** begin Reading passage **
The Nurturing Parenting Programs are a family-centered trauma-informed initiative designed to build nurturing parenting skills as an alternative to abusive and neglecting parenting and child-rearing practices.
The long term goals are to prevent recidivism in families receiving social services, lower the rate of multi-parent teenage pregnancies, reduce the rate of juvenile delinquency and alcohol abuse, and stop the intergenerational cycle of child abuse by teaching positive parenting behaviors.
Founded by Dr. Stephen J. Bavolek, Ph. D, Family Development Resources, Inc. (FDR) has been developing the Nurturing Parenting Programs® and promoting non-violent parenting practices since 1983.
Dr. Bavolek has conducted numerous workshops, has appeared on multiple radio and television talk show programs, and has published numerous books, articles, programs and newsletters. Dr. Bavolek is the principal author of the Nurturing Parenting® Programs designed to prevent and treat child abuse and neglect. He is also the author of the Adult-Adolescent Parenting Inventory (AAPI), an inventory designed to assess high risk parenting attitudes.
With over 100 Trainers/Consultants worldwide, FDR has has sold over 1 million copies of their English and Spanish Parent Handbooks, and is continuing to develop new programs. Families from all over the world (including the US, England, Australia, Germany, Mexico, New Zealand, Singapore, South Africa, and Canada) have had the opportunity to benefit from the Nurturing philosophy of parenting; and in all branches of the military, families are using the Nurturing Parenting Programs® to improve their parenting skills.
Dr. Bavolek has received numerous international, national, state and local awards for his work. He is a recognized leader in the fields of child abuse and neglect treatment and prevention, and parenting education. Born and raised in Chicago, Dr. Bavolek's professional background includes working with emotionally disturbed children and adolescents in schools and residential settings, and abused children and abusive parents in treatment programs. Family Development Resources, Inc., is the only company authorized to publish and sell programs and philosophies originally authored and developed by Dr. Bavolek.
Family Development Resources is committed to meeting the unique needs of families. To this end, approximately 30 programs or program models are available that are designed to meet the family’s educational learning styles and abilities; the family’s culture and language; the ages of the children as well as the ages of the parents.
** end Reading passage **
Required task A: According to the parenting programs passage, since what year has Family Development Resources been developing the Nurturing Parenting Programs?
Required task B: Tally the lines of the listing below that contain the string "blonde", with case counting, and give only the number.
** begin Entries supplied **
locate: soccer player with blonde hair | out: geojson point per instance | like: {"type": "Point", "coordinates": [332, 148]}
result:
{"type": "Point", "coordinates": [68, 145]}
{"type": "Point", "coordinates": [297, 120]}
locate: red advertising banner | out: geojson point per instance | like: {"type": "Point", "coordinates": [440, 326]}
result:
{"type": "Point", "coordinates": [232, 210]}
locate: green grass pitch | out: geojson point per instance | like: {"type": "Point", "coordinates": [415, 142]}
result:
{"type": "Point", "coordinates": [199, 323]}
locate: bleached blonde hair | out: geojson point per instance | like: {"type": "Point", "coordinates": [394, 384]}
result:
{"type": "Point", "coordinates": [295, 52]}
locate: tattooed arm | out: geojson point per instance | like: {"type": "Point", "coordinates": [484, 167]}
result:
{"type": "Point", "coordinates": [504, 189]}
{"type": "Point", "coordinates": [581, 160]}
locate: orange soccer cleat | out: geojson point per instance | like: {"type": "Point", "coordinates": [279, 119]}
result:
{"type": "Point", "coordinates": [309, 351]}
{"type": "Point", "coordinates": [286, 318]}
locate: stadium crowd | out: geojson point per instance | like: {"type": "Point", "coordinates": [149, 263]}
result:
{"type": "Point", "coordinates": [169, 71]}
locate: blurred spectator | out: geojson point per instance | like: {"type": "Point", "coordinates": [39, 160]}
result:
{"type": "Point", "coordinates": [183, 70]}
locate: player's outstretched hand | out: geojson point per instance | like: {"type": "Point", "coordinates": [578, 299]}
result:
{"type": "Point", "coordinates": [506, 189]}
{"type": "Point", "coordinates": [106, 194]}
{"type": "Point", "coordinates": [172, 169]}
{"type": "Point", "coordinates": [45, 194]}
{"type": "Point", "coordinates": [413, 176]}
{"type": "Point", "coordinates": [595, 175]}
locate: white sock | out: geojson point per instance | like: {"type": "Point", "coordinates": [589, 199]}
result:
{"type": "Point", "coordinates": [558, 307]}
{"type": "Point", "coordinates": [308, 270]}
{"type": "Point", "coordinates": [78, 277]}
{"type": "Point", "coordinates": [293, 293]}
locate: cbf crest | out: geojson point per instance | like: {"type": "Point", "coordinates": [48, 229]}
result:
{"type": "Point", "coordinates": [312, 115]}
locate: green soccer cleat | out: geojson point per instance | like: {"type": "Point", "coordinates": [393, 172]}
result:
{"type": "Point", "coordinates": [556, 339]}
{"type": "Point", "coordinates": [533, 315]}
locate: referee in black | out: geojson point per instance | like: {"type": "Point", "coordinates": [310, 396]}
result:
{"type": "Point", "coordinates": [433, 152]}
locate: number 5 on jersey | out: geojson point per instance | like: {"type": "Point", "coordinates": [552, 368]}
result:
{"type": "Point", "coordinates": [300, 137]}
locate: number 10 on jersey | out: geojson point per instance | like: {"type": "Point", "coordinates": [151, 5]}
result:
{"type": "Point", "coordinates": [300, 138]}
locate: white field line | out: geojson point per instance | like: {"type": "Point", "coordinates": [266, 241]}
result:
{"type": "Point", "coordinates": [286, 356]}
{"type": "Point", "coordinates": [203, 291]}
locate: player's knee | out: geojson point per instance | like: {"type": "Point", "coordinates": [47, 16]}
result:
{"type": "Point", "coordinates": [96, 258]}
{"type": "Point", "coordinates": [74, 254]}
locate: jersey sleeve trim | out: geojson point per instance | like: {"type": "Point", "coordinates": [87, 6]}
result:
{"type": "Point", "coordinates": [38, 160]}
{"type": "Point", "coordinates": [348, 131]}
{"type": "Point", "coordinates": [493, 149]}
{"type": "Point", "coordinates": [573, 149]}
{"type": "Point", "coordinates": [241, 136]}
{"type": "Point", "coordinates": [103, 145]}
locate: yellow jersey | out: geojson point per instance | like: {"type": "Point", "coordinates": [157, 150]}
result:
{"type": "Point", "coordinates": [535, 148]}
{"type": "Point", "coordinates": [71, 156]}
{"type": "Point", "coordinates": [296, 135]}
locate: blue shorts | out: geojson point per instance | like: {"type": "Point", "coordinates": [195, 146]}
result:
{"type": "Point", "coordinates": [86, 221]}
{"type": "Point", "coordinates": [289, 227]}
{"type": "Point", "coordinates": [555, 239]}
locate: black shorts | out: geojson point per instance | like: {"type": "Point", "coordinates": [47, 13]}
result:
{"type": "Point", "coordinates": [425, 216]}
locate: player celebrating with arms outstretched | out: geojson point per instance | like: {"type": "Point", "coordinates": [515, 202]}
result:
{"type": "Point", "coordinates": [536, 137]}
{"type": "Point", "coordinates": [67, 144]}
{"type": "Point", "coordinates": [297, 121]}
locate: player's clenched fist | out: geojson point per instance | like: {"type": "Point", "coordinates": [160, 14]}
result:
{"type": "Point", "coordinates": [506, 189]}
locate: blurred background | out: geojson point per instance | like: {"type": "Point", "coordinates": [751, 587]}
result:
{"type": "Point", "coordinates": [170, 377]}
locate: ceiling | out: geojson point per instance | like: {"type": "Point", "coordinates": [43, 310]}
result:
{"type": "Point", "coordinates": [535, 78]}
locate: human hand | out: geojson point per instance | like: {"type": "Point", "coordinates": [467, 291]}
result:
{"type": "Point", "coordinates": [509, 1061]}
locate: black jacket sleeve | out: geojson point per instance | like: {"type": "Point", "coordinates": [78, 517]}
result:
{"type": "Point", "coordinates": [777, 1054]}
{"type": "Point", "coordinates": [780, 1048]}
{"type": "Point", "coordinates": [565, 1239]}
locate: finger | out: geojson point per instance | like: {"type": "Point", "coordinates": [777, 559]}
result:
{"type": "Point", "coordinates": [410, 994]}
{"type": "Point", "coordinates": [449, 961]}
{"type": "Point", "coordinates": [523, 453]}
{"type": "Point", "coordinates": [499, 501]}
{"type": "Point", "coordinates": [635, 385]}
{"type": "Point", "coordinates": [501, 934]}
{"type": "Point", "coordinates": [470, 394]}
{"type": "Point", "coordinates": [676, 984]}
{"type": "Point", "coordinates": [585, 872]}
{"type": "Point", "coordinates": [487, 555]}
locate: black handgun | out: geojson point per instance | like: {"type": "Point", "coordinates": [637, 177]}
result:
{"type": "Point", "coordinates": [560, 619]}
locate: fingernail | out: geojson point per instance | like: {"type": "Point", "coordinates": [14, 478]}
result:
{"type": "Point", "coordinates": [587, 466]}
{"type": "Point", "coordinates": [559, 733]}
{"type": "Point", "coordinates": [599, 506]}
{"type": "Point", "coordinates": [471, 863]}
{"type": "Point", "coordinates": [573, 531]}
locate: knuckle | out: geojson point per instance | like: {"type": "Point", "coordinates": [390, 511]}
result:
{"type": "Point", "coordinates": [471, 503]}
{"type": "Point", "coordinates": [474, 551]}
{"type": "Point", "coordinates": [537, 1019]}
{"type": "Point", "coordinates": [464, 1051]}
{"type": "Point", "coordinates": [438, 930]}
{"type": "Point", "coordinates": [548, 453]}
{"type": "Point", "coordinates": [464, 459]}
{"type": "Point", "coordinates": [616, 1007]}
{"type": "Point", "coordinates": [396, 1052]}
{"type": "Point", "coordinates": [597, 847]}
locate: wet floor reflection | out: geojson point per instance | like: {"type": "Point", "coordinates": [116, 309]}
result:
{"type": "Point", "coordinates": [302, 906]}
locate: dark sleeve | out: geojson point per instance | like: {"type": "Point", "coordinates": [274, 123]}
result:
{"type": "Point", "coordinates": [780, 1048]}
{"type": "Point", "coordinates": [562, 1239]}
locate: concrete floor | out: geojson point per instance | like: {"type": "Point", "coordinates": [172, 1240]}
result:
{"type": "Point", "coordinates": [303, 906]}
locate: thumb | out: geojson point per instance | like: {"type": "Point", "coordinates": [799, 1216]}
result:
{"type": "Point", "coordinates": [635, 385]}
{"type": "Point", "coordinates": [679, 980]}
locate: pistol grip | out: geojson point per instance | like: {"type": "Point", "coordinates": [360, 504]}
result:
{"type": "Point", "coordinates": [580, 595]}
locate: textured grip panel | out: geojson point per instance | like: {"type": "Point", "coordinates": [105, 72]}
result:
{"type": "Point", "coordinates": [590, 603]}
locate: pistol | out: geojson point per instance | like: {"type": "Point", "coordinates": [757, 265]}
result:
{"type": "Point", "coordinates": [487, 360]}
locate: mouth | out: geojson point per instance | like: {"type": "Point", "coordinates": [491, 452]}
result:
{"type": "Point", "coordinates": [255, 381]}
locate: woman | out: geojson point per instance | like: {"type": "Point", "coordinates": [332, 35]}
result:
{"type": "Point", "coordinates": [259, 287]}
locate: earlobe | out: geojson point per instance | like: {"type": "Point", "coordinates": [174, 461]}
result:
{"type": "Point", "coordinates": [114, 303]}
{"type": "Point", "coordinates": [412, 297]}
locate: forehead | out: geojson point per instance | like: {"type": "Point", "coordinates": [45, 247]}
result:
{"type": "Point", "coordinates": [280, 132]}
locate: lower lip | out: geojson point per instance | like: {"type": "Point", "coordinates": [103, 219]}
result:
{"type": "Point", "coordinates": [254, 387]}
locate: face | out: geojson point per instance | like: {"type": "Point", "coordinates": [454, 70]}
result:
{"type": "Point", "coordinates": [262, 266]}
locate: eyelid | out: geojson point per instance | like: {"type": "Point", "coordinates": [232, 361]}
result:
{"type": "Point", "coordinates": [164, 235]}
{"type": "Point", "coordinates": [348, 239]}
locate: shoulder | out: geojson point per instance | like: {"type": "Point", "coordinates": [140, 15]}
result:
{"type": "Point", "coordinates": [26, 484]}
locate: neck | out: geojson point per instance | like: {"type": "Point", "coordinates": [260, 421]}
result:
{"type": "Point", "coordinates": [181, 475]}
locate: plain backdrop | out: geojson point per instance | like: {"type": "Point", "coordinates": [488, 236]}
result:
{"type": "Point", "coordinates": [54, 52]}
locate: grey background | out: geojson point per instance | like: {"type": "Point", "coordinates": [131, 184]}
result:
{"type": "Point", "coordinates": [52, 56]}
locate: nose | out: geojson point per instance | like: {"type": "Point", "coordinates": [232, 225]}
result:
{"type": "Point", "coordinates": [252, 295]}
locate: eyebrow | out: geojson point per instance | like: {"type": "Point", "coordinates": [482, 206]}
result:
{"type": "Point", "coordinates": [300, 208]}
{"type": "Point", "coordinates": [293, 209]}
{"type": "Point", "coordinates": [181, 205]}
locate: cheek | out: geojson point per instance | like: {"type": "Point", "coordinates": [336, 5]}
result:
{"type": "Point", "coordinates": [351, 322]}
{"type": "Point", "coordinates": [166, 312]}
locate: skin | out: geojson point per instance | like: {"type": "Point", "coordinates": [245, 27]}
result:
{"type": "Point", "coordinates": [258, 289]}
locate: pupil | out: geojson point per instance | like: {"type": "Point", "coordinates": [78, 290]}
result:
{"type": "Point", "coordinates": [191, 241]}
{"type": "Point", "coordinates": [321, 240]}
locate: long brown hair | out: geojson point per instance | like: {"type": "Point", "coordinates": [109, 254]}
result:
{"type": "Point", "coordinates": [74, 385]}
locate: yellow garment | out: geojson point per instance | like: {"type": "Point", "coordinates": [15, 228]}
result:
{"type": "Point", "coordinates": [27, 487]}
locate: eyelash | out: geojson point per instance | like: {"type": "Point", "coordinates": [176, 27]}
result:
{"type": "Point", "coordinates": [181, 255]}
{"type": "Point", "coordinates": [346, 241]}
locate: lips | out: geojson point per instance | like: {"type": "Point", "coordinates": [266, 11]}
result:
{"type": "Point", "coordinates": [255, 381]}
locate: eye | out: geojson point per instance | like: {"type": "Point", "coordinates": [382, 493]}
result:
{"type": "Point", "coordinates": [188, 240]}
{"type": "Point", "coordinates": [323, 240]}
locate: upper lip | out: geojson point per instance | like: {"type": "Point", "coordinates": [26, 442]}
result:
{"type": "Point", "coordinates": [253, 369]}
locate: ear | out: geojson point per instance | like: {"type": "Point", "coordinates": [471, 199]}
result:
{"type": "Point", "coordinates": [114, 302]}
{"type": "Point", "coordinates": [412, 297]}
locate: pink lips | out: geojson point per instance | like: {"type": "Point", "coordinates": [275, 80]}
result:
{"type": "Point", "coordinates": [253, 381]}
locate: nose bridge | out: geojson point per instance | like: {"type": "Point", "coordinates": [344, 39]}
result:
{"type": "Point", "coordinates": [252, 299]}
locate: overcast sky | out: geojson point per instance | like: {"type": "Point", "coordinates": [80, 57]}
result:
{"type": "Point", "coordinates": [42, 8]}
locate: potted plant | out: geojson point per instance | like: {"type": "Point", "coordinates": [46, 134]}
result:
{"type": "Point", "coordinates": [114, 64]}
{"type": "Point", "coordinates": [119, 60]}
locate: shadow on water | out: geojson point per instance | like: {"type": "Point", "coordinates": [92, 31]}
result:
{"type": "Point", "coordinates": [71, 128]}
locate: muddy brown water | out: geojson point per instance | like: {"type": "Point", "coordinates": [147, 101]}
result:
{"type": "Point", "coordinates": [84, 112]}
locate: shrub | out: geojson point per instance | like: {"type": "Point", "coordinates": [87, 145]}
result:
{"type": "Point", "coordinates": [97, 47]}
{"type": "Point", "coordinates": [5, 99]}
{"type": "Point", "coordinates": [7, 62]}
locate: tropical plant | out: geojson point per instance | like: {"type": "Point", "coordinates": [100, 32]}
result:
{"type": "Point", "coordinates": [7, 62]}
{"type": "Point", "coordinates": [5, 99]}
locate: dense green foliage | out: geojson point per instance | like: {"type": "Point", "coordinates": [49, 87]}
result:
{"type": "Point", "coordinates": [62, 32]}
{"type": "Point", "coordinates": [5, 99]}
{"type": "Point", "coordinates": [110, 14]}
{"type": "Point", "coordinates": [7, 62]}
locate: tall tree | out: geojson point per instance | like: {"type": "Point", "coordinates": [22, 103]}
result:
** end Entries supplied **
Full output A: Since 1983.

Full output B: 2